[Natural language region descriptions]
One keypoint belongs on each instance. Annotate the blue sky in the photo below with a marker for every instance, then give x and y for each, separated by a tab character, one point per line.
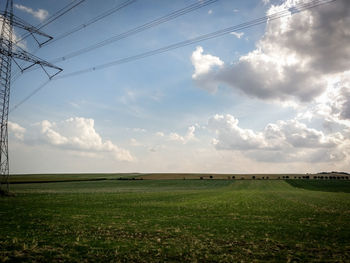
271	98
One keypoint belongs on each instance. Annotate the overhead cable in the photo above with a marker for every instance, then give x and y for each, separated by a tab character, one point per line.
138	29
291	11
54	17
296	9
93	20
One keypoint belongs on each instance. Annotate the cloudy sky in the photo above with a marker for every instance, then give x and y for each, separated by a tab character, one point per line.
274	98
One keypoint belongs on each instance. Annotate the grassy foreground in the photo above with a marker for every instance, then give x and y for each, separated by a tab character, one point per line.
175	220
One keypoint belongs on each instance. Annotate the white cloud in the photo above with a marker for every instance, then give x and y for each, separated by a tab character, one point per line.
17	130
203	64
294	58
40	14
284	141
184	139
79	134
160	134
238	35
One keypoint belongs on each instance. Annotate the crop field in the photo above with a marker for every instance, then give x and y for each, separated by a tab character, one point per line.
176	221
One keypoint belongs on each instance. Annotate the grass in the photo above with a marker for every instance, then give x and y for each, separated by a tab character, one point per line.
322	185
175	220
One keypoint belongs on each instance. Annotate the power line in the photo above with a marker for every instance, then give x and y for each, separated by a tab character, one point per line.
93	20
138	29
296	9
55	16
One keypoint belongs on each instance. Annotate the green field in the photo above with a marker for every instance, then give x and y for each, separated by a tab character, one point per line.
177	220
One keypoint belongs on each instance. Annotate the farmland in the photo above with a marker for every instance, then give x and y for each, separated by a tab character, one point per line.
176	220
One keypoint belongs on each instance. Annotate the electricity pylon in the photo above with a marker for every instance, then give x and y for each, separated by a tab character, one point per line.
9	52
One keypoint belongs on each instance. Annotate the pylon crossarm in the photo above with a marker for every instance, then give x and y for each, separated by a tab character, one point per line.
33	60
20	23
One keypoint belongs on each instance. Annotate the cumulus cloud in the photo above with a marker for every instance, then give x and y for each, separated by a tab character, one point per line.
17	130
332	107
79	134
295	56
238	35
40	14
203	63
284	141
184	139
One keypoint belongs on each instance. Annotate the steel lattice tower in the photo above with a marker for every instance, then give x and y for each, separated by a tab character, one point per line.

Problem to work on: Write out only those lines of the entries that lie between the line containing "One keypoint belongs on each instance. Annotate the cumulus" and the last line, inclusive, reproducing them exactly.

Finished exercise:
One keypoint belongs on each instance. Annotate the cumulus cloud in the photo above with a marker for every instance, then give x and y for each, separated by a tab character, one point per line.
17	130
332	107
79	134
295	56
238	35
40	14
203	63
284	141
184	139
One keypoint belongs on each instance. Annotate the steel lattice tower in the photo above with a marker for every instance, then give x and y for each, separated by a tab character, one point per line.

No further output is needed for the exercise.